━━━━━ BRANO FORNITO
A Sant’Ippolito, frazione di Cosenza, Gaetano Filice si innamora di Graziella Gentile e la richiede in sposa. I genitori della ragazza, pur sapendo che i genitori di Gaetano sono fermamente contrari, con deplorevole leggerezza accolgono favorevolmente la proposta e, cosa inaudita, consentono a Gaetano di frequentare la loro casa.
Intanto Gaetano deve partire per il servizio militare e durante la sua assenza i due fidanzati si scambiano lettere d’amore. Anche i genitori di Graziella, sia perché si sono già affezionati a Gaetano e sia per il timore che la lontananza possa fargli cambiare idea, gli scrivono spesso e spesso gli mandano anche delle piccole somme di denaro.
━━━━━━━━━━
**COMPITO RICHIESTO 1**
Ridimensioni i record che vanno dalla riga contenente "Target: pink t-shirt" fino alla fine dei record, estremi inclusi, riscrivendo tutte le righe con le richieste comprese. Moltiplichi per 2,25 ogni coordinata delle risposte e la arrotondi all'intero, con i valori a metà arrotondati per eccesso.
I record non hanno alcun legame con il brano sul fidanzamento di Gaetano e Graziella.
━━━━━ RECORD FORNITI
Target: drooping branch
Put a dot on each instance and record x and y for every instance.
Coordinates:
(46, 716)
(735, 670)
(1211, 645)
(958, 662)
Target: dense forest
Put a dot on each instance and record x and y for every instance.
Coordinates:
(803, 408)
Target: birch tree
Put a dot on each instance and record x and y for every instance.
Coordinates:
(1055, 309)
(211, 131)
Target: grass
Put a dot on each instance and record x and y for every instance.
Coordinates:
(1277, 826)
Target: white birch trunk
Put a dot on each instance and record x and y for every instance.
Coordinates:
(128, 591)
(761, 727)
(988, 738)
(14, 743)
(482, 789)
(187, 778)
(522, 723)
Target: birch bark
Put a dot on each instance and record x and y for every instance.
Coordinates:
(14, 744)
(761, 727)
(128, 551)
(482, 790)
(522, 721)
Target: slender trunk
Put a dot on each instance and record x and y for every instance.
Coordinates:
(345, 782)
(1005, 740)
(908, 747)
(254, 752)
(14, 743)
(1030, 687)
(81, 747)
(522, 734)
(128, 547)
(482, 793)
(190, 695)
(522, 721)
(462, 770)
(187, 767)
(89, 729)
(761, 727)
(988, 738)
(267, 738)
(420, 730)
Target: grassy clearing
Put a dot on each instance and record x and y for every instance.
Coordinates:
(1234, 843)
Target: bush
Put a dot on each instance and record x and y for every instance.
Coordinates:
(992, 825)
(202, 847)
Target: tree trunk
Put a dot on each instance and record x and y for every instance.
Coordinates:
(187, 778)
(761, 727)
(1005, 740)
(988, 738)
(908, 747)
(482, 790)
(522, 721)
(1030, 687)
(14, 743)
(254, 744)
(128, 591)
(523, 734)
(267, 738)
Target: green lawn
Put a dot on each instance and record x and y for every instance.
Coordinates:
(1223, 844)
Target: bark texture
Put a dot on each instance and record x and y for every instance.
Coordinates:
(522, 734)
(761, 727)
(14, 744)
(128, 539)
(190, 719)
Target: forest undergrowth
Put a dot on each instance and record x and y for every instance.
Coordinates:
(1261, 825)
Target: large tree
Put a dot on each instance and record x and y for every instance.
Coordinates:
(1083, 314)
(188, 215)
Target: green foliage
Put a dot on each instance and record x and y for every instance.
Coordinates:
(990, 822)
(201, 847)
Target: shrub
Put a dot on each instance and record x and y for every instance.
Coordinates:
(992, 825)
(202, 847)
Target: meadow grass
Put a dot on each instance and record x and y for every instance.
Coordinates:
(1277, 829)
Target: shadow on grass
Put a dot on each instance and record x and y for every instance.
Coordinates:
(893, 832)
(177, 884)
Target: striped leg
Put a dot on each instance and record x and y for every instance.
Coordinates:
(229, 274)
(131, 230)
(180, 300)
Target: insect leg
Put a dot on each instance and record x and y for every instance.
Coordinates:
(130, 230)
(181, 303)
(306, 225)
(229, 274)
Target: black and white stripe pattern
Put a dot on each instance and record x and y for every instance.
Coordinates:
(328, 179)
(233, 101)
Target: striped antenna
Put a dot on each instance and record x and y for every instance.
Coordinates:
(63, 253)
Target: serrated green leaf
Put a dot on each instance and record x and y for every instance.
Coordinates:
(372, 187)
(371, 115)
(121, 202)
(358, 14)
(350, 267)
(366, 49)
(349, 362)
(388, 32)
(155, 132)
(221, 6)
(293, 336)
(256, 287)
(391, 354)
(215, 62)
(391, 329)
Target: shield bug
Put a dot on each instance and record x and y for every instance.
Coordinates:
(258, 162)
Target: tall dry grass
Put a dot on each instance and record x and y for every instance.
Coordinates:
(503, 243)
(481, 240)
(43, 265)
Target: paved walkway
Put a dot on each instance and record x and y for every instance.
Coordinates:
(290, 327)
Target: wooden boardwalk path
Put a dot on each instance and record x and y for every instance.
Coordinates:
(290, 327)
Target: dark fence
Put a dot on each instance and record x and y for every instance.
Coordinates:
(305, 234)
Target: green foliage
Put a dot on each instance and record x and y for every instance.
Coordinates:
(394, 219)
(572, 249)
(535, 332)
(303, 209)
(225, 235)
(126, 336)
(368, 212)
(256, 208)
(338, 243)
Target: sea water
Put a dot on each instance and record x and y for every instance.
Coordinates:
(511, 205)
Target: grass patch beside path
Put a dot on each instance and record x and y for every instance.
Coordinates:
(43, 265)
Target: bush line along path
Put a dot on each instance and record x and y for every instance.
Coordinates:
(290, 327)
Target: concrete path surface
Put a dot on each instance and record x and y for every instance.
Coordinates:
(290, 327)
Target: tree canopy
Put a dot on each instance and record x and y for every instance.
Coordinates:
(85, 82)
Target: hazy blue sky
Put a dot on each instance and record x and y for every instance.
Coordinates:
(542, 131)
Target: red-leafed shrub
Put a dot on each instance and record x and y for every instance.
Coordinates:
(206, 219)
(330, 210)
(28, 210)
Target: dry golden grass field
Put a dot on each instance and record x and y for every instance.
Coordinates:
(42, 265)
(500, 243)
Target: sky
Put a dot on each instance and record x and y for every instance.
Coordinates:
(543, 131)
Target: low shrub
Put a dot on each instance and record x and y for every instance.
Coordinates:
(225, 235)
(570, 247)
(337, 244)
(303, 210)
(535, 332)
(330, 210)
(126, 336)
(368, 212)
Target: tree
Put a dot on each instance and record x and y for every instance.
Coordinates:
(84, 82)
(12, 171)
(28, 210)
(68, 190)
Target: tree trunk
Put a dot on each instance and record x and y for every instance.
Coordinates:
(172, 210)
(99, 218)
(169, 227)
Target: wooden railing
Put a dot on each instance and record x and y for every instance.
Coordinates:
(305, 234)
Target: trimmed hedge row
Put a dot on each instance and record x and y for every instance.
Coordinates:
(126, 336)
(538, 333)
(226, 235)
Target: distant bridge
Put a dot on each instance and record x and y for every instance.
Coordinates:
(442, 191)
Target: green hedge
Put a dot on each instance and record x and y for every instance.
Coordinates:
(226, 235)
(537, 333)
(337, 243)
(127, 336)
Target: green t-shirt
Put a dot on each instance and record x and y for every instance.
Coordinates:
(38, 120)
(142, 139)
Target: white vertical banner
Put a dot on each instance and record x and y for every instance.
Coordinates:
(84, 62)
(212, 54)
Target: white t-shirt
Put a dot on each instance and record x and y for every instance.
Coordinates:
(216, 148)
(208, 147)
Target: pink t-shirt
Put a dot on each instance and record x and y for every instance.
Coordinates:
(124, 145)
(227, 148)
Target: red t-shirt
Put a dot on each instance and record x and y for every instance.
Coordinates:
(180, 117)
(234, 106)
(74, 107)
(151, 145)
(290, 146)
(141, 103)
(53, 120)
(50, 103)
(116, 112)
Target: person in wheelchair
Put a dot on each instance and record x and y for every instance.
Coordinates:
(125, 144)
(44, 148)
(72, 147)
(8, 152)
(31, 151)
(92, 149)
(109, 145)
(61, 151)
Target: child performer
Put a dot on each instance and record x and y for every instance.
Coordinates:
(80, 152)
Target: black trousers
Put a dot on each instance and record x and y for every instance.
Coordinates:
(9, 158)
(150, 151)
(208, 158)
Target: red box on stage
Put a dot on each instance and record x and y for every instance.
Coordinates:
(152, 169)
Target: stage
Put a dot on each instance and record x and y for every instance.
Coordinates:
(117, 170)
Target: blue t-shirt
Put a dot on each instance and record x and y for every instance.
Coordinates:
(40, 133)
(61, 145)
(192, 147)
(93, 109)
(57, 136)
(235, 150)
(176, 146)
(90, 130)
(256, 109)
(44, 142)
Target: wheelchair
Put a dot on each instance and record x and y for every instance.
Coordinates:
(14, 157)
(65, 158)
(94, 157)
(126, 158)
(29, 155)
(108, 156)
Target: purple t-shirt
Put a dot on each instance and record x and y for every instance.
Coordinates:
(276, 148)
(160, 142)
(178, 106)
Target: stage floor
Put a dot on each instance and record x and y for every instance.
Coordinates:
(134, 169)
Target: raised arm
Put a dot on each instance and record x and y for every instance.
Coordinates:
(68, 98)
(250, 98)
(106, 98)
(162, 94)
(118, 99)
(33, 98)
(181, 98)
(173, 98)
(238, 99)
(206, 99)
━━━━━━━━━━
**COMPITO RICHIESTO 2**
Prosegua il racconto del fidanzamento tra Gaetano e Graziella, riprendendo subito dopo l'ultima frase.

**RISPOSTA AL COMPITO 1**
Target: pink t-shirt
Put a dot on each instance and record x and y for every instance.
Coordinates:
(279, 326)
(511, 333)
Target: red t-shirt
Put a dot on each instance and record x and y for every instance.
Coordinates:
(405, 263)
(527, 239)
(167, 241)
(340, 326)
(653, 329)
(317, 232)
(119, 270)
(113, 232)
(261, 252)
Target: person in wheelchair
Put a dot on each instance and record x and y for every instance.
Coordinates:
(281, 324)
(99, 333)
(162, 331)
(18, 342)
(70, 340)
(207, 335)
(245, 326)
(137, 340)
Target: child performer
Put a dot on each instance and record x and y for every instance.
Coordinates:
(180, 342)
Target: black trousers
Put a dot on each instance and record x and y for every instance.
Coordinates:
(20, 356)
(338, 340)
(468, 356)
Target: red box on stage
Put a dot on each instance and record x and y for every instance.
Coordinates:
(342, 380)
Target: stage
Put a dot on each instance and record x and y for every instance.
Coordinates:
(263, 383)
Target: blue t-shirt
Put a dot on each instance and record x and y for every instance.
Coordinates:
(90, 299)
(137, 326)
(432, 331)
(209, 245)
(128, 306)
(529, 338)
(396, 329)
(203, 293)
(576, 245)
(99, 320)
Target: wheelchair
Put a dot on each instance and record x and y for every instance.
Coordinates:
(32, 353)
(146, 356)
(212, 353)
(284, 356)
(65, 349)
(243, 351)
Target: purple t-shirt
Put a dot on each instance and record x and y for every instance.
Coordinates:
(621, 333)
(360, 320)
(401, 239)
Target: stage floor
Put a dot on each instance and record x and y for every instance.
Coordinates:
(302, 380)
Target: raised arm
Put a dot on each instance and record x and y for every instance.
Coordinates:
(153, 221)
(563, 221)
(239, 221)
(365, 212)
(266, 223)
(74, 221)
(407, 221)
(389, 221)
(536, 223)
(464, 223)

**RISPOSTA AL COMPITO 2**
Nel mese di settembre del 1933 Gaetano viene congedato e torna in paese continuando a frequentare la casa della fidanzata, ma dopo qualche mese, dando doverosamente ascolto ai consigli dei suoi genitori, decide di rompere il fidanzamento nonostante i genitori di Graziella gli confermino la promessa di dare in dote alla figlia le seimila lire che il giovane aveva richiesto. Gaetano però persiste nella decisione di rompere il fidanzamento e la cosa accende di sdegno gli ormai ex suoceri che però, per l’amore verso la numerosa loro prole e forse anche perché sono ben consapevoli del grave errore in cui sono incorsi permettendo a Gaetano di frequentare la loro casa contro il volere dei suoi genitori, invece di nutrire propositi di vendetta si limitano a chiedere indietro a Gaetano le seicento lire che gli hanno spedito durante il servizio militare, richiesta che viene parzialmente accettata dal padre del giovanotto, ma non soddisfatta forse anche a causa delle sue miserevoli condizioni economiche.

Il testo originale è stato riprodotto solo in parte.